▸ **Requirement**
The entries are to be reproduced verbatim, and their pictures left out.

○ ○ ○ ○ ○ ○ ○

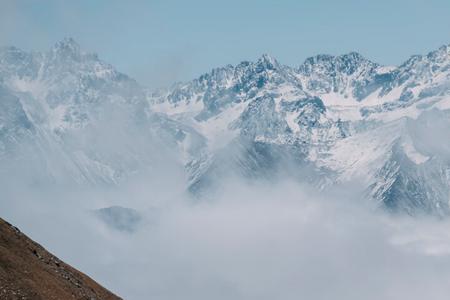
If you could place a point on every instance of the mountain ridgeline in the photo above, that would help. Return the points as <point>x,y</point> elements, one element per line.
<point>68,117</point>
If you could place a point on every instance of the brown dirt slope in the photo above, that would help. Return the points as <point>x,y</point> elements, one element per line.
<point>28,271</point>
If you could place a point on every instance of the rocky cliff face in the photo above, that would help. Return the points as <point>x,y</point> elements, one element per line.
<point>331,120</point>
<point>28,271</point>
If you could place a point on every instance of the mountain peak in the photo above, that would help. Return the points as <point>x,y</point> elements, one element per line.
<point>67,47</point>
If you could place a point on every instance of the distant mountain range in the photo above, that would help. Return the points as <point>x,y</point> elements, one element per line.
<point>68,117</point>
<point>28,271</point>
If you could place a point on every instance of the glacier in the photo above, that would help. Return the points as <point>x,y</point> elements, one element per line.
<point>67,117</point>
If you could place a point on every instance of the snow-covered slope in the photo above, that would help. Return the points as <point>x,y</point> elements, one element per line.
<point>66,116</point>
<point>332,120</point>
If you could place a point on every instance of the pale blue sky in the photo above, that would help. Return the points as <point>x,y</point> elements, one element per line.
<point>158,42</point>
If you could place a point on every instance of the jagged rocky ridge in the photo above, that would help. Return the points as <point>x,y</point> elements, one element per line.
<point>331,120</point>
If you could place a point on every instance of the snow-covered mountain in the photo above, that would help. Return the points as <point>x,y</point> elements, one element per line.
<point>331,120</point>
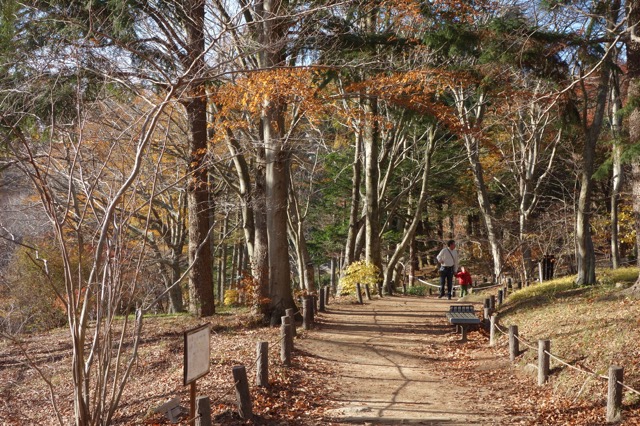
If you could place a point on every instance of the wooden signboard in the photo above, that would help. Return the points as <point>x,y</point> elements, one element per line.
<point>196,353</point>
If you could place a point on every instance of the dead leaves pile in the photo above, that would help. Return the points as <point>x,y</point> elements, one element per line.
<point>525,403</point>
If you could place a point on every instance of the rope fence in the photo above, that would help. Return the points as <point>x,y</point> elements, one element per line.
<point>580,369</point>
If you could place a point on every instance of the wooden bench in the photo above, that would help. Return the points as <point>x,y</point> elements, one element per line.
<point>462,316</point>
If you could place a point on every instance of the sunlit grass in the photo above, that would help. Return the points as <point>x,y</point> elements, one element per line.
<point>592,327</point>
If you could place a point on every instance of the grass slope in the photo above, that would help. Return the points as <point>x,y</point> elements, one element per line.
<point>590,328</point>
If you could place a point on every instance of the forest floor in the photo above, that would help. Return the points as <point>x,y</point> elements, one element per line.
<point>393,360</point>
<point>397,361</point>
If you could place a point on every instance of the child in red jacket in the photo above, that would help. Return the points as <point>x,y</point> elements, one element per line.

○ ○ ○ ○ ○ ○ ○

▸ **Expected answer**
If you could place a point on every instance of the mountain ridgeline in the photo above, that would help. Return the points as <point>x,y</point> elements, one element per line.
<point>68,117</point>
If you could place a point on every instance of the brown dirt slope in the photo above, that would help. Return the points as <point>x,y</point> elements, one element per line.
<point>28,271</point>
If you could place a point on every instance of the rocky cliff face in the photo above, that would help. Return the points as <point>x,y</point> elements, one element per line.
<point>331,120</point>
<point>28,271</point>
If you could place a point on every instance of the mountain peak in the photo above, that would help. Return the points as <point>x,y</point> elements, one element per line.
<point>67,47</point>
If you could place a point on every instance of the distant mountain range in the photo above, that would help. Return the points as <point>x,y</point> elements, one element per line.
<point>68,117</point>
<point>28,271</point>
If you could place a point on every instance of the glacier in the photo above, that would help. Return the points as <point>x,y</point> elements, one element per line.
<point>67,117</point>
If you could place a point on every instance of the snow-covered slope in the photo above, that would help. Return the points as <point>x,y</point> elements, one element per line.
<point>66,116</point>
<point>332,120</point>
If you could place a point on every instance of the pale blue sky in the photo above, that would help. Return the points as <point>x,y</point> elements, one element per line.
<point>158,42</point>
If you could place a point on every instance of the jagged rocky ridge in the photo above, that would help. Return the points as <point>x,y</point> elements, one element per line.
<point>331,120</point>
If you could place a point on every instance of the snow-covered mountain in the photo above, that would help. Return the points as <point>x,y</point> elements, one element per line.
<point>331,120</point>
If you could place a point on every instance of the wooden signboard in the photo above, that would help. Return the points as <point>x,y</point> elements, one element per line.
<point>196,353</point>
If you could place a point on every instance of the dead leaves pile in the photo above, that would help. Return the points as <point>x,y</point> elements, one element per line.
<point>525,403</point>
If you could place a point on every instance of the rope fence in the photo above, that would help. Return the points as <point>x,y</point> elements, one element per line.
<point>580,369</point>
If you could place a point on every instance of the wooden bench in the photo above, that would help. Return the points as <point>x,y</point> elements, one element per line.
<point>462,316</point>
If you could place a point on every instance of the sunlit grass in the photo above, that would help. Return the points as <point>x,y</point> elements, one element per line.
<point>592,327</point>
If you could place a point on every instance of the grass slope in the photo above, that would help. Return the points as <point>x,y</point> elements, one element per line.
<point>590,328</point>
If you could place a point on every instance of the forest floor in the photo above, that would help. Return the points as <point>x,y</point> elements, one element per line.
<point>393,360</point>
<point>397,361</point>
If you could place a point on every instance of the child in red jacket in the photo above, that would help. Return the points as <point>x,y</point> elements, one element per line.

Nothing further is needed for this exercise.